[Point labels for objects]
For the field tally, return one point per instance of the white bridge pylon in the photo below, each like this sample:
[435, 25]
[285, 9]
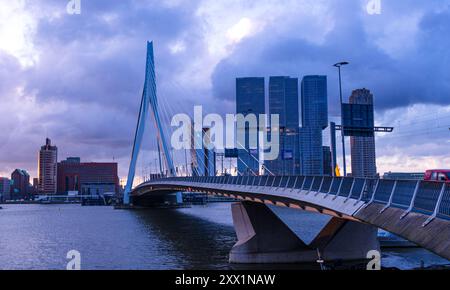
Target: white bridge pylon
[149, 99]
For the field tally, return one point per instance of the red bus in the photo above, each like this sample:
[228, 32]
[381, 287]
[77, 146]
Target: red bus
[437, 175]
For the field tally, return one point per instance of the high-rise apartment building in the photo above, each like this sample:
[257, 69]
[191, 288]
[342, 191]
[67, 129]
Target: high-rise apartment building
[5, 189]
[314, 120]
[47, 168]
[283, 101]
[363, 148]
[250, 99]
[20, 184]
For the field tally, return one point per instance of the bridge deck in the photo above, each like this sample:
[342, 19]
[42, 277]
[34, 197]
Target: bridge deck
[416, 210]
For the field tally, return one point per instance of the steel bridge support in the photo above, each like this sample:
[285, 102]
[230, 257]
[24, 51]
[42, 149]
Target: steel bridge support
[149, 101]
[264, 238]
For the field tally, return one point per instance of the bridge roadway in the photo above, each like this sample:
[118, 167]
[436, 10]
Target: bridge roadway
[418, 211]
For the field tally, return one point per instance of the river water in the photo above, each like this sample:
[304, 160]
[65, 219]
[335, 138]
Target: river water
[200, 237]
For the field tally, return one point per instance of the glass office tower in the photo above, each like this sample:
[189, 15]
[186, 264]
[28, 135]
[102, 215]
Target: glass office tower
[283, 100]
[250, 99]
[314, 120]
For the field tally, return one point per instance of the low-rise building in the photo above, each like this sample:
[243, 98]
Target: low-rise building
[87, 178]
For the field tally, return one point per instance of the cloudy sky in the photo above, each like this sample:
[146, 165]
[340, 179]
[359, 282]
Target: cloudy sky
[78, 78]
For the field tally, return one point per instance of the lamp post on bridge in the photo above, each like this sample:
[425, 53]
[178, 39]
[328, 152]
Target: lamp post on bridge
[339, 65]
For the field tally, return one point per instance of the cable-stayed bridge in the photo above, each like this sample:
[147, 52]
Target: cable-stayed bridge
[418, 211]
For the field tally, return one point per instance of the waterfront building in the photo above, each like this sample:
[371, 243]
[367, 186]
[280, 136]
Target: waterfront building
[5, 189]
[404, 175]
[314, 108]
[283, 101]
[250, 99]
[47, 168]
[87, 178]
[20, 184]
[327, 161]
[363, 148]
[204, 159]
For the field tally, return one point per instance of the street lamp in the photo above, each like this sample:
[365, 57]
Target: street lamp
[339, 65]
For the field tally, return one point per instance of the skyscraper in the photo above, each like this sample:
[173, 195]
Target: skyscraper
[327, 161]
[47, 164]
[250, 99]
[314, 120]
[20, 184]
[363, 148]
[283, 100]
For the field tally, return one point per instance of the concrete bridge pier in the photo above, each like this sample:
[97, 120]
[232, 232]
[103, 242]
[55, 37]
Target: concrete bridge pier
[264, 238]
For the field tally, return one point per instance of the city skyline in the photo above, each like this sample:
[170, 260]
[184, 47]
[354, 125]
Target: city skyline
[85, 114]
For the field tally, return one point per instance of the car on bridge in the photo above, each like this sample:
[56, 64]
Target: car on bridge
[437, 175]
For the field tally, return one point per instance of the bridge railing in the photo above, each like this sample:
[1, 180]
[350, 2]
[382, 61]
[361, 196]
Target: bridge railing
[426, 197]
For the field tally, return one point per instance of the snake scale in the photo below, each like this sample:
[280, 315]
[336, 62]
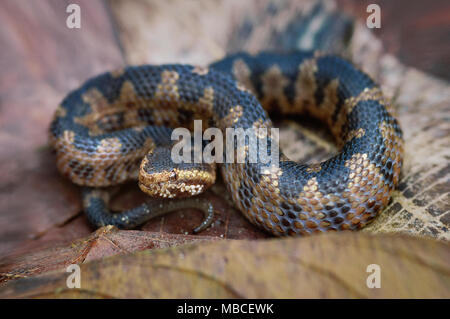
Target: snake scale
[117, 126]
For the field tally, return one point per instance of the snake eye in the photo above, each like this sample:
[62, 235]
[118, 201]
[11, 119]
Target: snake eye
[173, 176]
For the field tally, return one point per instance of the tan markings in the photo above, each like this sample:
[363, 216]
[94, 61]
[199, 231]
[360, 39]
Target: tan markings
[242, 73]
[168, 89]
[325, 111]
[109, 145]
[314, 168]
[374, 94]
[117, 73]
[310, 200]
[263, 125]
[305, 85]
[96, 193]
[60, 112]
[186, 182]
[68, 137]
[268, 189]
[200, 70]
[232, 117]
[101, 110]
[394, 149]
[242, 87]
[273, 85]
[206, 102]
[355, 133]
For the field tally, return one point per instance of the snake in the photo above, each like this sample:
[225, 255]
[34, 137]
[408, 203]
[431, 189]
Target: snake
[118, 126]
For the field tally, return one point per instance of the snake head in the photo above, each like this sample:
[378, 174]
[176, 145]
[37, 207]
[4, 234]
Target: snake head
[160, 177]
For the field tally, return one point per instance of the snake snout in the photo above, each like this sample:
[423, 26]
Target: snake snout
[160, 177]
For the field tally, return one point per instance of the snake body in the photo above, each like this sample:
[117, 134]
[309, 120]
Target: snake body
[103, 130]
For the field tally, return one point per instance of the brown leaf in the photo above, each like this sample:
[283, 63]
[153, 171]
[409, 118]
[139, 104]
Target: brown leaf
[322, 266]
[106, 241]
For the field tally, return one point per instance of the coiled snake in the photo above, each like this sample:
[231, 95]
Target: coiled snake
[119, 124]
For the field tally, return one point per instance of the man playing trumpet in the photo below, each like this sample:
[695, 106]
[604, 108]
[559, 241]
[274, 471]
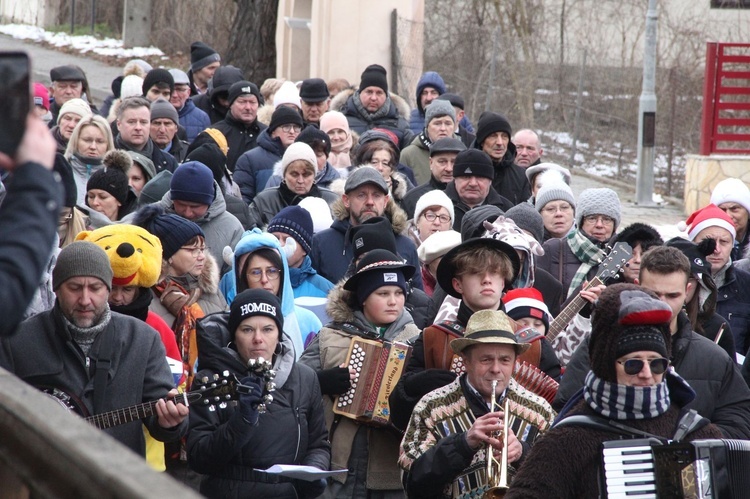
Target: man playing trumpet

| WHAT IS EXPECTED |
Rewrite every line of the entries above as a Markdown table with the columns Row and Entry Line, giving each line its row number and skipping blank lines. Leave the pictures out of the answer.

| WRITTEN REPLY |
| Row | Entry Line |
|---|---|
| 1 | For the field tally, return one point per instance of the white bridge pylon in the photo below, each like this sample: |
| 2 | [435, 25] |
| 3 | [285, 9] |
| 4 | Target: white bridge pylon |
| 5 | [149, 99] |
| 6 | For the field tally, return one point per instance of the red bus in the photo above, each like this sample: |
| 7 | [228, 32] |
| 8 | [381, 287] |
| 9 | [77, 146] |
| 10 | Target: red bus |
| 11 | [437, 175] |
| 12 | For the field tally, return one point per instance of the high-rise apartment building in the photo above, each like this sample: |
| 13 | [257, 69] |
| 14 | [191, 288] |
| 15 | [342, 191] |
| 16 | [67, 129] |
| 17 | Target: high-rise apartment building |
| 18 | [5, 189] |
| 19 | [314, 120] |
| 20 | [47, 168] |
| 21 | [283, 101] |
| 22 | [363, 148] |
| 23 | [250, 99] |
| 24 | [20, 184] |
| 25 | For the field tally, return one point per instance of the bridge deck in the photo above, each like this sample: |
| 26 | [342, 19] |
| 27 | [42, 277] |
| 28 | [34, 197] |
| 29 | Target: bridge deck |
| 30 | [416, 210] |
| 31 | For the field tally, return one point per instance of the steel bridge support in the photo above, each like this sample: |
| 32 | [285, 102] |
| 33 | [230, 257] |
| 34 | [24, 51] |
| 35 | [42, 149] |
| 36 | Target: steel bridge support |
| 37 | [149, 101] |
| 38 | [264, 238] |
| 39 | For the field tally, return one point per instance of the bridge roadway in the photo above, each like this sample: |
| 40 | [118, 167] |
| 41 | [436, 10] |
| 42 | Target: bridge roadway |
| 43 | [418, 211] |
| 44 | For the field tally, return one point per instance of the river water in the photo above, each like this sample: |
| 45 | [304, 160] |
| 46 | [65, 219] |
| 47 | [335, 138] |
| 48 | Target: river water |
| 49 | [200, 237] |
| 50 | For the field tally, return one point per instance of the glass office tower in the photo above, each like this sample: |
| 51 | [189, 15] |
| 52 | [186, 264] |
| 53 | [28, 135] |
| 54 | [102, 215] |
| 55 | Target: glass office tower |
| 56 | [283, 100] |
| 57 | [250, 99] |
| 58 | [314, 120] |
| 59 | For the field tally, return one point per instance of the low-rise building in the photo above, each like this sample: |
| 60 | [243, 98] |
| 61 | Target: low-rise building |
| 62 | [87, 178] |
| 63 | For the field tally, return one point per instance of the cloudy sky in the photo above, each like this sample: |
| 64 | [146, 165] |
| 65 | [340, 179] |
| 66 | [359, 282] |
| 67 | Target: cloudy sky |
| 68 | [78, 78] |
| 69 | For the field tally, return one point per instance of the lamp post on bridge in the photo above, each like this sample: |
| 70 | [425, 53] |
| 71 | [178, 39] |
| 72 | [328, 152] |
| 73 | Target: lamp post on bridge |
| 74 | [339, 65] |
| 75 | For the field tally, return one point per instance of the cable-stayed bridge in the photo above, each like this sample: |
| 76 | [147, 52] |
| 77 | Target: cable-stayed bridge |
| 78 | [418, 211] |
| 79 | For the field tally, return one point per instance of the waterfront building in the photo above, each like this sample: |
| 80 | [371, 243] |
| 81 | [367, 186] |
| 82 | [280, 136] |
| 83 | Target: waterfront building |
| 84 | [5, 189] |
| 85 | [404, 175] |
| 86 | [314, 108] |
| 87 | [283, 101] |
| 88 | [250, 99] |
| 89 | [47, 168] |
| 90 | [87, 178] |
| 91 | [20, 184] |
| 92 | [327, 161] |
| 93 | [363, 148] |
| 94 | [204, 159] |
| 95 | For the field tally, return one point per instance of the street lamp in the photo above, each like this sample: |
| 96 | [365, 57] |
| 97 | Target: street lamp |
| 98 | [339, 65] |
| 99 | For the field tally, return one point per instance of the skyscraper in the photo above, each like this sample: |
| 100 | [173, 195] |
| 101 | Target: skyscraper |
| 102 | [327, 161] |
| 103 | [47, 164] |
| 104 | [250, 99] |
| 105 | [314, 120] |
| 106 | [20, 184] |
| 107 | [363, 148] |
| 108 | [283, 100] |
| 109 | For the field tally, return one point per instance of the concrete bridge pier in the photo above, each like this sample: |
| 110 | [97, 120] |
| 111 | [232, 232] |
| 112 | [103, 242] |
| 113 | [55, 37] |
| 114 | Target: concrete bridge pier |
| 115 | [264, 238] |
| 116 | For the field tally, return one point per instance of the city skyline in the photo above, each like this sample: |
| 117 | [170, 260] |
| 118 | [184, 47] |
| 119 | [354, 125] |
| 120 | Target: city skyline |
| 121 | [85, 114] |
| 122 | For the field tally, return one point per instance of the car on bridge in the photo above, each like this sample: |
| 123 | [56, 64] |
| 124 | Target: car on bridge |
| 125 | [437, 175] |
| 126 | For the field tally, return one point per instance of the bridge railing in the photo above, each like this sample: |
| 127 | [1, 180] |
| 128 | [350, 2] |
| 129 | [382, 61] |
| 130 | [361, 196] |
| 131 | Target: bridge railing |
| 132 | [426, 197] |
| 133 | For the field tally, return one point per instance of the snake scale in the photo below, each like this sample: |
| 134 | [280, 315] |
| 135 | [336, 62] |
| 136 | Target: snake scale |
| 137 | [117, 126] |
| 138 | For the field tally, return one point per instance of the snake eye in the photo above, each like this sample: |
| 139 | [62, 235] |
| 140 | [118, 201] |
| 141 | [11, 119] |
| 142 | Target: snake eye |
| 143 | [173, 176] |
| 144 | For the field tally, return one point per instance of the tan markings in the photo above, each like this sample: |
| 145 | [363, 216] |
| 146 | [94, 61] |
| 147 | [199, 231] |
| 148 | [360, 39] |
| 149 | Target: tan markings |
| 150 | [242, 73] |
| 151 | [168, 89] |
| 152 | [325, 111] |
| 153 | [109, 145] |
| 154 | [314, 168] |
| 155 | [374, 94] |
| 156 | [117, 73] |
| 157 | [310, 200] |
| 158 | [263, 125] |
| 159 | [305, 85] |
| 160 | [96, 193] |
| 161 | [60, 112] |
| 162 | [186, 182] |
| 163 | [68, 137] |
| 164 | [268, 189] |
| 165 | [200, 70] |
| 166 | [232, 117] |
| 167 | [101, 110] |
| 168 | [394, 149] |
| 169 | [242, 87] |
| 170 | [273, 85] |
| 171 | [206, 102] |
| 172 | [355, 133] |
| 173 | For the field tally, return one point per instance of the snake in the photo above, each like this sample: |
| 174 | [225, 255] |
| 175 | [34, 137] |
| 176 | [408, 203] |
| 177 | [431, 189] |
| 178 | Target: snake |
| 179 | [118, 126] |
| 180 | For the field tally, return one point per instance of the snake head in the photo above, each like this sample: |
| 181 | [378, 174] |
| 182 | [176, 145] |
| 183 | [37, 207] |
| 184 | [4, 234] |
| 185 | Target: snake head |
| 186 | [160, 177] |
| 187 | For the field tally, return one point per instance of the snake snout in the photo above, each like this sample: |
| 188 | [423, 26] |
| 189 | Target: snake snout |
| 190 | [160, 177] |
| 191 | For the field tally, return one point per instance of the snake body in the photo above, each like this sample: |
| 192 | [117, 134] |
| 193 | [309, 120] |
| 194 | Target: snake body |
| 195 | [103, 130] |
| 196 | For the field tally, return one point per instance of the brown leaf in the photo above, each like this sample: |
| 197 | [283, 63] |
| 198 | [153, 171] |
| 199 | [409, 118] |
| 200 | [139, 104] |
| 201 | Target: brown leaf |
| 202 | [322, 266] |
| 203 | [106, 241] |
| 204 | For the field tally, return one point per instance of the coiled snake in the photo above, each like this sample: |
| 205 | [231, 95] |
| 206 | Target: coiled snake |
| 207 | [119, 124] |
| 208 | For the field tally, return one point per instance of the man playing trumpet in the photo below, each like this sample: |
| 209 | [695, 106] |
| 210 | [604, 108] |
| 211 | [559, 241] |
| 212 | [274, 471] |
| 213 | Target: man playing trumpet |